● **Passage provided**:
Written by Ben Goren.
In a ground-breaking paper in the Journal Of Current Chinese Affairs entitled The KMT–CCP Forum: Securing Consent for Cross-Strait Rapprochement, André Beckershoff examines the close relationship between the Chinese Nationalist Party (KMT) and the Chinese Communist Party (CCP). The relationship between the two political parties has previously been the subject of debate within Taiwan, and labelled a ‘United Front’ by the Democratic Progressive Party (DPP) and pro-Taiwan academics. Beckershoff’s paper is arguably the first substantial analysis conducted outside Taiwan of how the KMT and CCP have cooperated to shape and constrain cross-Strait relations between Taiwan and China, to the benefit of both parties’ political agendas. Beckershoff demonstrates how the KMT and CCP began the most active phase of their cooperation following the defeat of KMT candidate Lien Chan in the 2004 Presidential elections. Lien re-organised a private organisation as the National Policy Foundation (NPF) and set about building a relationship with CCP elites to discuss how the KMT could act as an informal bridge across the Strait in the absence of formal ties between the ROC and PRC, and in the context of strained relations following Beijing’s refusal to interact with the democratically elected DPP administration. In 2005 Lien travelled to China to meet President Hu Jintao. There they initiated the KMT-CCP Forum, at which a ‘Five Point Vision’ was determined for how the two parties would move forward in tandem to limit the ability of Taiwanese to reinforce and deepen Taiwan’s de facto independence, whilst at the same time creating the conditions for closer economic integration prior to advancing on to ‘political discussions’.

● **Problem requirements**:
In the article on KMT–CCP cooperation, whom did Lien Chan meet on his 2005 trip to China?

● **Data supplied**:
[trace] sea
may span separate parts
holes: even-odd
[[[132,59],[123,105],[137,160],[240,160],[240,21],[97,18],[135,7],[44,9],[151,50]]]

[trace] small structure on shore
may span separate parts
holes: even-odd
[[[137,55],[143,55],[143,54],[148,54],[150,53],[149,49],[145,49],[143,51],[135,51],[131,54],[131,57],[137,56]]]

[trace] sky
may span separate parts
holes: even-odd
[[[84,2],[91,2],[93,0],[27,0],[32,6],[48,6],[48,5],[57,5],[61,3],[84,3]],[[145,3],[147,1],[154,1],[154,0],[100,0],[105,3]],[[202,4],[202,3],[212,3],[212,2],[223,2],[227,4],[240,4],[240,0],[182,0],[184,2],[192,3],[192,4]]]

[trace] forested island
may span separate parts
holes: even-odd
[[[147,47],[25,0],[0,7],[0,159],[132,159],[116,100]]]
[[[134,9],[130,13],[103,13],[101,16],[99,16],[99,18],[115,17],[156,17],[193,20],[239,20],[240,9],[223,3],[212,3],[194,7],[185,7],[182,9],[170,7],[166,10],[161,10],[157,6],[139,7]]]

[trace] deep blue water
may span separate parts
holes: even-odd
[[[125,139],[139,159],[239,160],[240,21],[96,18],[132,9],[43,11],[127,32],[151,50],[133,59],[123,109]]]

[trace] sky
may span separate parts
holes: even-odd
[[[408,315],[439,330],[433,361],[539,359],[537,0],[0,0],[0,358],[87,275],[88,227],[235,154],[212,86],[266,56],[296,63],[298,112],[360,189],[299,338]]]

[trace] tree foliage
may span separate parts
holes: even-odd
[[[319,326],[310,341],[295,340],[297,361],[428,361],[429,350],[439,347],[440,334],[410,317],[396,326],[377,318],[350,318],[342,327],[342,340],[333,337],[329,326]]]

● **Correct answer**:
President Hu Jintao.